- _Your goal_
Please extend the forum discussion about glue overflow and fingerprints on plastic models, picking up right after its final post.

- _Text shown_
* Begin *

I often find myself accidentally using more glue overflow etc on my models, and then accidentally leaving a finger print, so how do I go about cleaning that off without damaging the model surface?
Depends on which glue are you using. If it was plastic modelling glue like Revell or Tamiya, it is a solvent that melts the plastic so there is no way to remove it.
You can only wait until it dries and then carefully sand the finger prints.
For CA there are debonders which seem to work fine.
The trick is to recognise there’s an issue, and let the glue dry before attempting a fix! Plastic glue melts the surface, so if you try to wipe it off it’s going to do horrible things. After it dries you can sand and scrape it flat again, and if there are any divots or finger-marks you can add some filler putty and then sand it smooth. Happens to us all - the secret is getting experienced enough to know how to fix it…
Yep and true evolution is not making the mistakes in the first place. I think the hardest part is not touching the glue when it does happen.
Everything mentioned above, applies etc…
Dennis, if using liquid cement which one?
In my experience, the Tamiya Extra Thin has a small pointed excellent applicator brush in the cap. However, it holds a lot of LC. Some of the other brands have bigger brushes that hold even more. Testor’s LC’s brush is so massive and chunky it’s worthless.
So I touch the Tamiya brush against the inside bottle neck to wick away the excess just before gluing parts together. Much like touching a paint brush to bottle neck, palette or paper to wick away the excess before painting. Having better control by loading the brush up with less LC makes it easier to apply only to desired spots.
My experience, Tamiya Extra Thin maybe to be a little hot for some of the kits made with very soft plastic. TET is fantastic but the slower LC’s still have an important place on occasion.
My pet favorite LC is the older slightly slower working milder Testor’s Liquid Cement in a relabeled Tamiya bottle with Tamiya’s excellent cap brush. It allows me better positioning of smaller parts being slower LC. For delicate work, I have a dedicated small 00 high quality paint brush that’s used on occasion. It’s possible to be very accurate with placing LC with the small pointed 00 paint brush.
If LC mars the plastic or gets finger printed, sand the plastic as mentioned above. It that slightly shiny trace of LC on the surface of plastic is an issue, I’ll very lightly scrape the offending surface with a #15 scapel blade. It’s possible to not damage plastic and remove all traces of LC with a little practice.
Thanks Guys. I’m using Tamiya Thin, so Yeah. I try not to make that mistake. But unfortunately I’m still doing it ( occasionally) so thanks for the information.

* End *

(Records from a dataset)
* Begin *

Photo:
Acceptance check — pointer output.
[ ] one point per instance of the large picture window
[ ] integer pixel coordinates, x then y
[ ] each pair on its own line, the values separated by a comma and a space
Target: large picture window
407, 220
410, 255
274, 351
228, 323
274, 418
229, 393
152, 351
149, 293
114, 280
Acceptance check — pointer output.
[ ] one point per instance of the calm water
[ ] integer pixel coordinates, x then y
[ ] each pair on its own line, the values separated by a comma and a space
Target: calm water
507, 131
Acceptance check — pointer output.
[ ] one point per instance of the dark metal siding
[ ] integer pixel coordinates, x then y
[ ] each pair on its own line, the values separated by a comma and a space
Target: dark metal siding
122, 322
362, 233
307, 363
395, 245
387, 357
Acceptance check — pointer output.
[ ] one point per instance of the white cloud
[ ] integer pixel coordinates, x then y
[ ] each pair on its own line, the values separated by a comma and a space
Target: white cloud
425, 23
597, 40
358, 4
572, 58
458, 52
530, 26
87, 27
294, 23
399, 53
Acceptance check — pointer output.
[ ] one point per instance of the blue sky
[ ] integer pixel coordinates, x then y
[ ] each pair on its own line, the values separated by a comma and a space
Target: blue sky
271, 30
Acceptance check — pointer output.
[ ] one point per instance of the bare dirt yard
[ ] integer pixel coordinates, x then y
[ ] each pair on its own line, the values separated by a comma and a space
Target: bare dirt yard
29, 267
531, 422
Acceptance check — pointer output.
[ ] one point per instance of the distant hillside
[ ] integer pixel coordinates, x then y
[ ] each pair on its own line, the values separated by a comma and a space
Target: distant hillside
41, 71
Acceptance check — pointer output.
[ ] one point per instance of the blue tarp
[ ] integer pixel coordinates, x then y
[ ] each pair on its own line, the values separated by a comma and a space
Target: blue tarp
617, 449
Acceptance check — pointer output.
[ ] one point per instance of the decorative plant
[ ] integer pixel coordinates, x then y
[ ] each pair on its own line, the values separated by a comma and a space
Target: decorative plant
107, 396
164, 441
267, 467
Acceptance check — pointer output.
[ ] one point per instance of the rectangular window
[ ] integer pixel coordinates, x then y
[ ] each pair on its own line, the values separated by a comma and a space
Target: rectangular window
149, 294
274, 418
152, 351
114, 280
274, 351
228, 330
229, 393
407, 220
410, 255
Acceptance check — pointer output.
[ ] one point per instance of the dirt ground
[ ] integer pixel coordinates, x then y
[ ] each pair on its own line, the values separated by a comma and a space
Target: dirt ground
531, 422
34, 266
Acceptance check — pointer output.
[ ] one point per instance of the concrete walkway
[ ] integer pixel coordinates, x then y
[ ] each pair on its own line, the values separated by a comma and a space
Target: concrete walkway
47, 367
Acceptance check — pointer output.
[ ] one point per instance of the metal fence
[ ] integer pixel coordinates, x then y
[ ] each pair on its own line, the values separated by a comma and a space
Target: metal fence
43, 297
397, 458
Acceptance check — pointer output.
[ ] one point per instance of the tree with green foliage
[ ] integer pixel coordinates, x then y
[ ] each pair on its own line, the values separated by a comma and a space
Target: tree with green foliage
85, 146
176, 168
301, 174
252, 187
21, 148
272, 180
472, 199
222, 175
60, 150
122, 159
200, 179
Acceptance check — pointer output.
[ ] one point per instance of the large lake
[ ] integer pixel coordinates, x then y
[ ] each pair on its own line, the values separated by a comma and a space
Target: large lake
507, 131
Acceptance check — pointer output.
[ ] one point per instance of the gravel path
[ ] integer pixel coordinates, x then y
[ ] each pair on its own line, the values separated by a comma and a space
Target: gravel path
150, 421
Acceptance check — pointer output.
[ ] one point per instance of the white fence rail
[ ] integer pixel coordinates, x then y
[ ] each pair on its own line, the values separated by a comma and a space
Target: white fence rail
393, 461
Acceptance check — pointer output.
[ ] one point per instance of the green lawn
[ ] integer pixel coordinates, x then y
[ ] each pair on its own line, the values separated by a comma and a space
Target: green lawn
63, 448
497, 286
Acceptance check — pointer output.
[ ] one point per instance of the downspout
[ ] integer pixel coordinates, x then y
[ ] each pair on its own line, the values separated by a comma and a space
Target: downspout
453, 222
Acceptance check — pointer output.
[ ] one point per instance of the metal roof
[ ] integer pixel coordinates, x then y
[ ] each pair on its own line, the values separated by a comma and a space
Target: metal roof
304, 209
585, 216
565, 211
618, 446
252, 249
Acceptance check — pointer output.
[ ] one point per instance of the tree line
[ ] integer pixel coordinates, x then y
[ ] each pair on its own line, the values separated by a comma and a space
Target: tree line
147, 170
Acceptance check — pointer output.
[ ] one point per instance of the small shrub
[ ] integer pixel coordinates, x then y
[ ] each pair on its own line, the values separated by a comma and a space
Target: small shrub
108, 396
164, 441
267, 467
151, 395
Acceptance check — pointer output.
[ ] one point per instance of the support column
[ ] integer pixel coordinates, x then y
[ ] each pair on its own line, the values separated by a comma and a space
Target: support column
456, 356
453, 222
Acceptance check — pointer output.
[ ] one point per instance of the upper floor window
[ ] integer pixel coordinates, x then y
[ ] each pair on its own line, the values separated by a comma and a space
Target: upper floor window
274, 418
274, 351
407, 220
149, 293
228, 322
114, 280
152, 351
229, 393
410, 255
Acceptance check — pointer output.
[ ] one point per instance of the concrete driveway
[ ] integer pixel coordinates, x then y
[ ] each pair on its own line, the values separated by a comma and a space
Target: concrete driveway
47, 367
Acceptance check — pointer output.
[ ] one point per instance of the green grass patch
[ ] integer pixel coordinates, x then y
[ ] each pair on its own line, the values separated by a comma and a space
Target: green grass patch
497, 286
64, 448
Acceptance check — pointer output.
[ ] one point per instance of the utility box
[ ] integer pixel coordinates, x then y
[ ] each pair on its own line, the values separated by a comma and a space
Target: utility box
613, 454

* End *

- _Result of this exercise_
Thank you Sir. I’m using a couple of different versions of the Tamiya TET. cement and and I do, drain off the excess before application.
You could try holding the two parts, that are to be glued, together, and just apply a minimal amount of glue along the joint line. The glue is so thin it will be sucked right into the joint (capillary action), and little, or none, will remain on the surface.
When I evolve into a three-handed cyborg all modeling will become easier.
Until then, I am all thumbs.
If working with airplane builds I go with gloves for this reason and future prints left behind that planes force you to handle differently than armor.
Easier to grab edges on armor, but with planes the wing flaps get delicate.
Thanks. What sort of gloves, and where do you buy them From ?
harbor freight. loose ones I reuse many many times. Meaning go larger. When bouncing between colors airbrushing easier to pull off and get back on after the sweat builds up in them. and I take them off during cleaning of airbrush in water as not to possibly contaminate next touch with a hidden undried water droplet.
And using the small mil thickness is fine.
I like these: Great Value Nitrile Disposable Gloves. They’re readily available at my local Walmart. I have another brand as well, but they’re very thin and tear too easily. HTH
Can you hold two pieces together between the thumb and forefinger of the same hand?
@Armor_Buff, Wade since you use fine tip brush for precision application, which I have read few others do, but then how do you clean the glue off your brush? I would imagine once the glue is dry it will also bond together the brush hairs.
If the “glue” is a pure solvent (which I most definitely recommend using) the solvent just evaporates.
Sometimes liquefied styrene can get sucked into the brush if the application requires a lot of solvent and rubbing it in with the brush.
If it happens the brush will go soft again the next time it is dipped in the solvent.
Glues which are not pure solvent is another matter …
@Stryker45 Mike, the Testors Liquid Cement & Tamiya Extra Thin are both solvent LC’s. Cleaning the small brush isn’t necessary when using Testor’s or Tamiya LC’s. If used with thinned putty then the brush will need cleaned.
Left current small LC brush used since 2012, middle original LC brush used since 1988. It’s worn out now and used to stipple & texture cast armor on small parts now, right worn out brush used to texture large surfaces with LC & putty mix for cast texture
Chopped handle because being clumsy, I flipped one too many bottles of LC ruining model project etc
Testors work’s overtime very hard finding ways sabotage their own products and fail, in my opinion. Narrow base bottles, easy to tip over plus massive useless blunt cap brush.
It’s cloudy because I used this bottle of LC for thinning putty.
I relable and rebottle Testor’s in an empty Tamiya bottle.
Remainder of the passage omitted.